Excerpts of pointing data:
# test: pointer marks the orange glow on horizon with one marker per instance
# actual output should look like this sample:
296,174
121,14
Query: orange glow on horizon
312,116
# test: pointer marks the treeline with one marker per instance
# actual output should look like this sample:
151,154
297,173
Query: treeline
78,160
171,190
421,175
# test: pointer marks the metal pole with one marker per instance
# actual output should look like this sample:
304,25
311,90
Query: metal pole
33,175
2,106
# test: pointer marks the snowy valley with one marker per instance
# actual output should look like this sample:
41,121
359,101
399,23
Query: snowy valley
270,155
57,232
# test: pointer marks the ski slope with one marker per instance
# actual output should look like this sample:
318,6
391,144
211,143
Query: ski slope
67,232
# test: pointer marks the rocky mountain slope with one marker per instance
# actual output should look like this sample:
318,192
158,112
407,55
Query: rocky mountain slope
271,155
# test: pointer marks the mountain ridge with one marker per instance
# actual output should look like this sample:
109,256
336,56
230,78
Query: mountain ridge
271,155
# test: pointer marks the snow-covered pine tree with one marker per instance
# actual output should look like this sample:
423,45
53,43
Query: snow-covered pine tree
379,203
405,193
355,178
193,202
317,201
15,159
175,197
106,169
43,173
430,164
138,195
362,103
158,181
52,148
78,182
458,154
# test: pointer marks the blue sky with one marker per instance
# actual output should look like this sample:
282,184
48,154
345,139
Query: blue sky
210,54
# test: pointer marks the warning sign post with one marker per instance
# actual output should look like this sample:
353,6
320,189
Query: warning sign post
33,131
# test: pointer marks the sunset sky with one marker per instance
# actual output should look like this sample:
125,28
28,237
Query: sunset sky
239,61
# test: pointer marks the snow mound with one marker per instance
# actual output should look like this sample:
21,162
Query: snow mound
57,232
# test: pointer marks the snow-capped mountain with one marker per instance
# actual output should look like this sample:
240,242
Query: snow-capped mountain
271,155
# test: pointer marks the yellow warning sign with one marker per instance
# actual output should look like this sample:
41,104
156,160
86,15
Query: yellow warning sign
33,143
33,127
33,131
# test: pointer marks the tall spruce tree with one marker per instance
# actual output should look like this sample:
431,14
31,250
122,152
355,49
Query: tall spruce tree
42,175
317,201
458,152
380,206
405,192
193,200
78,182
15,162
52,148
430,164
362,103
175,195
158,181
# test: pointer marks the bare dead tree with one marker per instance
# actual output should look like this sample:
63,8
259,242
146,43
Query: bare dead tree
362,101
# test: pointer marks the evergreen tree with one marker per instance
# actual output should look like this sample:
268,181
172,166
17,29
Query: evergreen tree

Exercise details: Please copy out word for word everything from the line containing "# test: pointer marks the warning" down to the last of the lines above, both ends included.

Finished answer:
# test: pointer marks the warning sign post with one marker per instance
# actual output should look like this sample:
353,6
320,189
Query: warning sign post
33,131
# test: pointer marks the sunset sky with one marker per instance
# actual output should look like this sample:
125,28
28,237
Query: sunset sky
239,61
# test: pointer marks the snow mound with one marker per instance
# actual output should look like this sample:
21,162
Query: snow mound
57,232
# test: pointer marks the snow-capped mountain with one marker per instance
# actual output should look like this sample:
240,242
Query: snow-capped mountain
271,155
# test: pointer marks the yellow warning sign with one marker per instance
# actual output should look like this sample:
41,104
156,160
86,15
Query: yellow warning sign
33,143
33,127
33,131
# test: pointer marks the tall spruce tree with one marker per instance
# actual output should look like this sample:
431,14
31,250
122,152
355,49
Query: tall spruce tree
42,175
317,201
458,152
380,206
405,192
193,200
78,182
15,162
52,148
430,164
362,103
175,195
158,181
# test: pointer marks the bare dead tree with one marker per instance
# actual output should look like this sample:
63,8
259,242
146,43
Query: bare dead tree
362,101
# test: pointer marks the evergreen tree with one marker per instance
# actual output should look like this sample:
268,181
172,166
17,29
Query: evergreen tree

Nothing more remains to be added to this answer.